A Guest Pandora’s Box: Thoughts on Justified

justified_season_6_picture_collectionEarlier this year, I asked Twitter for suggestions for great TV. Many in the romance community suggested Justified.  This show, which just concluded its six series run, stars Timothy Olyphant as Raylan Givens, an old-school U.S. Marshal who returns to the place of his troubled childhood in the deadly poor towns and hollers of Eastern Kentucky.  Like many–Thomas Wolfe was indeed right–Raylan’s return to the people of his past is full of tragedy, heartbreak, and betrayal. The show began as it ended, showcasing the complicated relationships between Raylan, Boyd (Raylan’s nemesis), and Ava. The three, brilliantly portrayed by Olyphant, Walton Goggins, and Joelle Carter, made for addictive watching. Lexxi and Laura (they are social media friends of mine) were among those who suggested the show to me last year–for which I thank them–so I asked them whether they thought Justified had a great love story in it. This Pandora’s Box is their answer.

(Warning: This blog may contain spoilers.)


Laura: Justified is obviously not a romance, but the vast majority of romance readers who watched it loved it (except those for whom the violence was too much). I’ve been considering why that is. Do you think there was a great love story on Justified that might have drawn them in?

Lexxi: Strangely enough I think there was but it was unrequited. I think Boyd sincerely loved Ava but I don’t think Ava ever got over Raylan. So I guess it was really more of a triangle that does not resolve in a happily ever after for any of them. Although Raylan and Ava do seem to find some peace.

Laura: I agree that Boyd truly loved Ava, but I don’t think Ava loved anyone but herself, really. I think she cared very much about both Raylan and Boyd, but her number one priority was Ava. She teased and flirted a lot with Raylan and tried to play on his feelings for her, but I don’t think she really believed he would change. And when Ava kills Delroy, and then plans to kill—or have Boyd kill—Ellen May, I think it sort of seals the deal of her as both stronger and less romantic than Boyd.

In fact, in many ways, despite everyone talking about Raylan as the hero, I think that’s debatable. I think it would be just as easy to see Boyd as the hero, albeit a violent one. At the beginning of the series, it is Ava’s action—shooting her husband—that sets the stage for Boyd and Raylan to come up against each other. It’s worth remembering that Boyd doesn’t start out as all that bad a guy. He “finds God” at the beginning of the series and then goes a wee bit overboard, blowing up meth houses, etc. Yeah, it’s violent, but until Ava kills Delroy, Boyd’s violence has a perverse morality. It’s not until the Ellen May mess that Boyd really goes over to the dark side.

JOBS:
1. List every character from the show who is named in the Justified discussion.
2. Reproduce the passage of the Justified discussion starting with "Lexxi: Strangely enough" and going on through "romantic than Boyd.", swapping "triangle" for "love triangle".

PROVIDED INFORMATION:
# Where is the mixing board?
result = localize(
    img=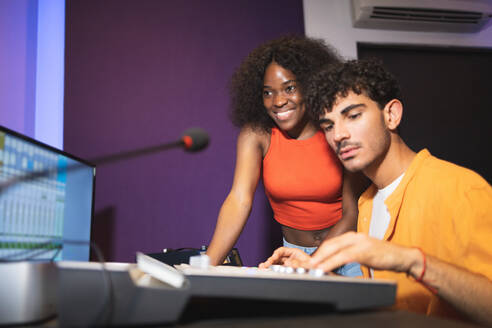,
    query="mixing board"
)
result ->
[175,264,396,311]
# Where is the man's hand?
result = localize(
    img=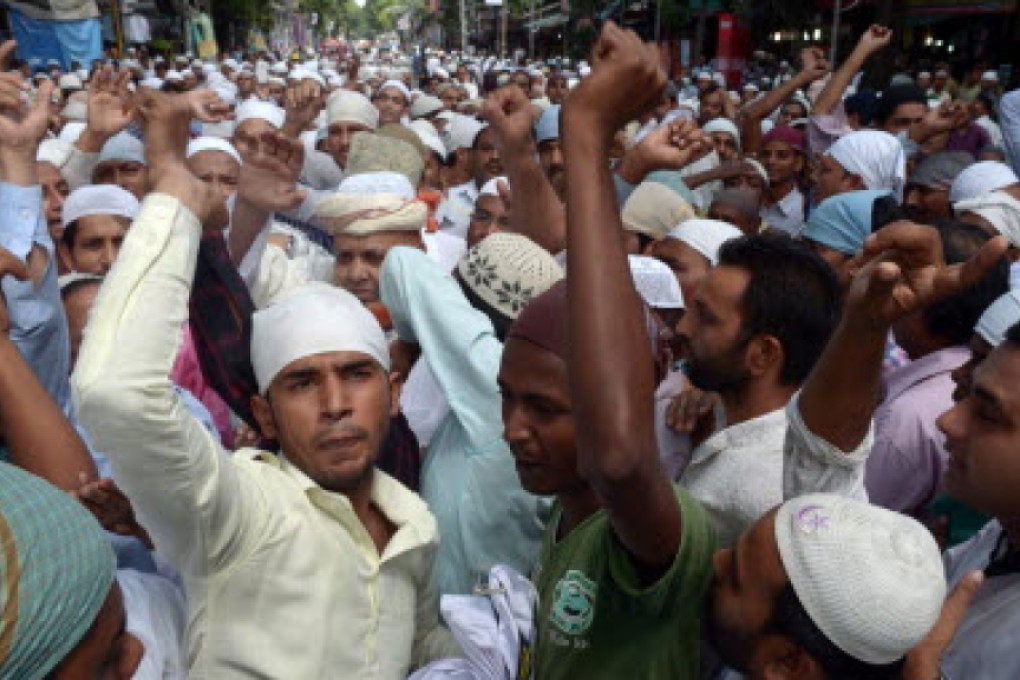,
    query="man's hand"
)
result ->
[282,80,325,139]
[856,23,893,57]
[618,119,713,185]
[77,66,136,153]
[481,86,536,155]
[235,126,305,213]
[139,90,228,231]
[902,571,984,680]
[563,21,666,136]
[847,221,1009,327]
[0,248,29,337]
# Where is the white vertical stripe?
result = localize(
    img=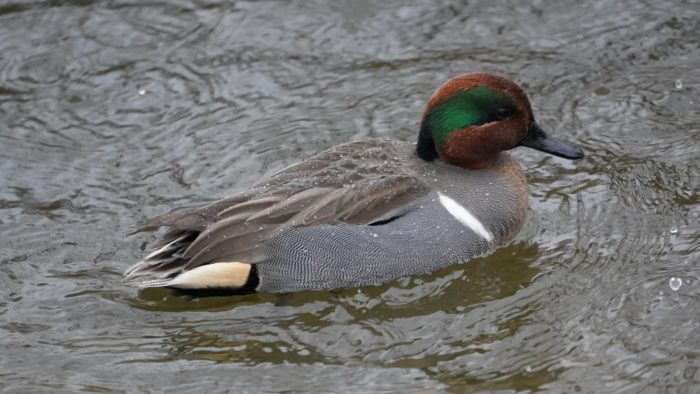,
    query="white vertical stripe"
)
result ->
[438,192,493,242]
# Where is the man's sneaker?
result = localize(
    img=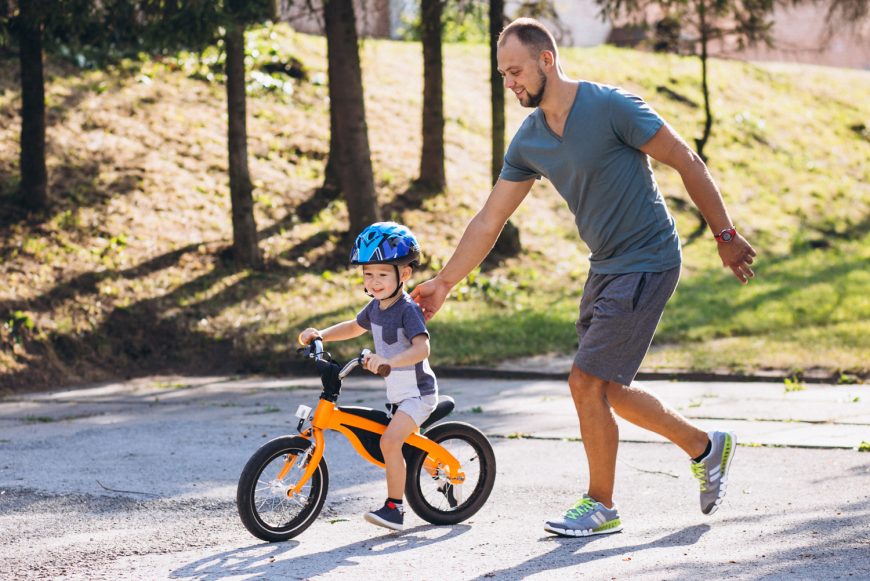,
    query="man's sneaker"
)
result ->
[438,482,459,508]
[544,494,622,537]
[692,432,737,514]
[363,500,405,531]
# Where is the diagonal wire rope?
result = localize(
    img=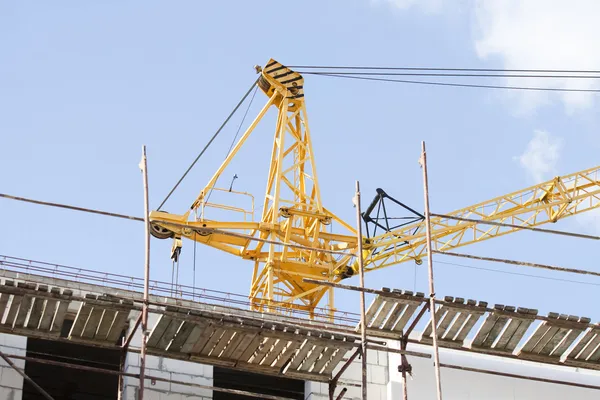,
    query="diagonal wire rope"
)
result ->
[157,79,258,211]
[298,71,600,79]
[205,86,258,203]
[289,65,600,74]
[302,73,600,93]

ANSWERS FOR THE TASKS:
1. Raylan Givens, Boyd, Ava, Delroy, Ellen May

2.
Lexxi: Strangely enough I think there was but it was unrequited. I think Boyd sincerely loved Ava but I don’t think Ava ever got over Raylan. So I guess it was really more of a love triangle that does not resolve in a happily ever after for any of them. Although Raylan and Ava do seem to find some peace.

Laura: I agree that Boyd truly loved Ava, but I don’t think Ava loved anyone but herself, really. I think she cared very much about both Raylan and Boyd, but her number one priority was Ava. She teased and flirted a lot with Raylan and tried to play on his feelings for her, but I don’t think she really believed he would change. And when Ava kills Delroy, and then plans to kill—or have Boyd kill—Ellen May, I think it sort of seals the deal of her as both stronger and less romantic than Boyd.